#### [TEXTE PRÉSENTÉ]
****

On peut dès lors facilement prévoir que les maires, confrontés au parcours du combattant des procédures administratives, aux oppositions diverses et variées que suscitent – et c’est naturel – ces projets, à l’incertitude quant à l’avenir d’incitations de plus en plus faibles, hésiteront très rapidement sinon à arrêter du moins à engager tous nouveaux projets.

On risque donc d’assister à un arrêt du développement des projets d’éolien et de fermes photovoltaïques dans les années qui viennent. Or, ce ne sont pas les seuls panneaux photovoltaïques sur des toitures qui nous permettront d’atteindre l’objectif que nous nous sommes donné à l’horizon 2020 !

Je voudrais, avant de conclure, dénoncer les mécanismes pervers des incitations fiscales.

Le domaine de l’énergie solaire apparaît aujourd'hui comme le « terrain de jeu » de la défiscalisation.

Ainsi, un particulier assujetti à un impôt de solidarité sur la fortune élevé qui crée ou participe au capital d’une entreprise ayant pour objet d’exploiter des panneaux solaires pourra déduire, s’il a versé à celle-ci 66 000 euros, 50 000 euros de son ISF. Ce particulier bénéficie, en outre, d’un tarif de revente de l’électricité attractif : 42 centimes le kilowatt, par exemple, sur la toiture d’un bâtiment industriel ou agricole qu’au surplus il pourra louer. En l’occurrence, la rentabilité sera exceptionnelle et tout à fait abusive.

Je propose donc, dans un premier temps, de ne pas rendre éligibles au bénéfice du tarif d’achat de l’électricité solaire des investissements ayant pour objet une défiscalisation de l’ISF.

Je prendrai un autre exemple. Une installation solaire coûte environ 20 000 euros ; par ailleurs, la vente de l’énergie solaire rapporte 2 000 euros par an sur vingt ans. Les dispositions relatives au crédit d’impôt en faveur du développement durable permettent de déduire 8 000 euros du coût d’installation : il reste donc 12 000 euros, ce qui représente six ans de récupération de la vente de cette énergie solaire. Lors de la septième année, vous percevez 2 000 euros net par an, pendant quatorze ans, soit 28 000 euros de bénéfice net. Là encore, la rentabilité est abusive. De plus, le crédit d’impôt de 8 000 euros qui aura été utilisé pour le photovoltaïque ne pourra pas l’être pour d’autres projets, comme ceux qui favorisent les économies d’énergie ou la réalisation de chauffe-eau solaires : c’est la solution la plus facile qui est privilégiée.

****

#### [CONSIGNE]
Dans le texte sur les incitations fiscales liées à l'énergie solaire, quel tarif de revente de l'électricité est cité en exemple pour la toiture d'un bâtiment industriel ou agricole ? Répondez en vous fondant uniquement sur le texte.

****

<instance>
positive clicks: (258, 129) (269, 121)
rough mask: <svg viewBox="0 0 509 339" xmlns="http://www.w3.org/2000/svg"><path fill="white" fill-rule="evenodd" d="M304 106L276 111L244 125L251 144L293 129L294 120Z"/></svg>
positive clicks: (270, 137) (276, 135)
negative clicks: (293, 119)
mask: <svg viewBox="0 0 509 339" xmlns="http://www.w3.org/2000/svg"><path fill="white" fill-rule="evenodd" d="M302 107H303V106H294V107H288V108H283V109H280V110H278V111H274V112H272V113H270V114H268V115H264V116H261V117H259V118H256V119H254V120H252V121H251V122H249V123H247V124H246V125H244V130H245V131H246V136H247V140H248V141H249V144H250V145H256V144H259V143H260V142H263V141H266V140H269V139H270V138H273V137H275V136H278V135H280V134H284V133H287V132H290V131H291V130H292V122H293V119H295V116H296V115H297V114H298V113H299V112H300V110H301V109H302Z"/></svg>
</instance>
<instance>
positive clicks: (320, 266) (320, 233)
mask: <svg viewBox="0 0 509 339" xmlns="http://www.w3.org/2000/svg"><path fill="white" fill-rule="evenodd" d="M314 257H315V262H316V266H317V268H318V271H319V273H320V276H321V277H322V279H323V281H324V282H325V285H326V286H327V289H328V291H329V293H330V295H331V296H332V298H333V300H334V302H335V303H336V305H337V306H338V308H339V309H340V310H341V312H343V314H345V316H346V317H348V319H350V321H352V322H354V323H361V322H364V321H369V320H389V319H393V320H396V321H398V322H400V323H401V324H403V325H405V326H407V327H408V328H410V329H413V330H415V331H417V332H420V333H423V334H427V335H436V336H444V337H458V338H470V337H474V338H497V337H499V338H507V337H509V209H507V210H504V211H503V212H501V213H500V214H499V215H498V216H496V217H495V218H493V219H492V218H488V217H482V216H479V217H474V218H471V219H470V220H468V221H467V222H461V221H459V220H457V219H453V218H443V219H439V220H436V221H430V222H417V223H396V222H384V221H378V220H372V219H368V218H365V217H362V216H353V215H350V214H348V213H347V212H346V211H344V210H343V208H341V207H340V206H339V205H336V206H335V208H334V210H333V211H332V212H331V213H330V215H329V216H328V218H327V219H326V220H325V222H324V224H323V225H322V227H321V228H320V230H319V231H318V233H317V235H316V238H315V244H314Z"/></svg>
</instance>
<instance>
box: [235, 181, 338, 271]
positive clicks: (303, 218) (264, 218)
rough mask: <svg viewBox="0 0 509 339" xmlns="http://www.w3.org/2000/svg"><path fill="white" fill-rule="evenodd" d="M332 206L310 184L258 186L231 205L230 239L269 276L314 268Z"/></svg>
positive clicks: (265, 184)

****

#### [VOTRE RÉPONSE]
42 centimes le kilowatt.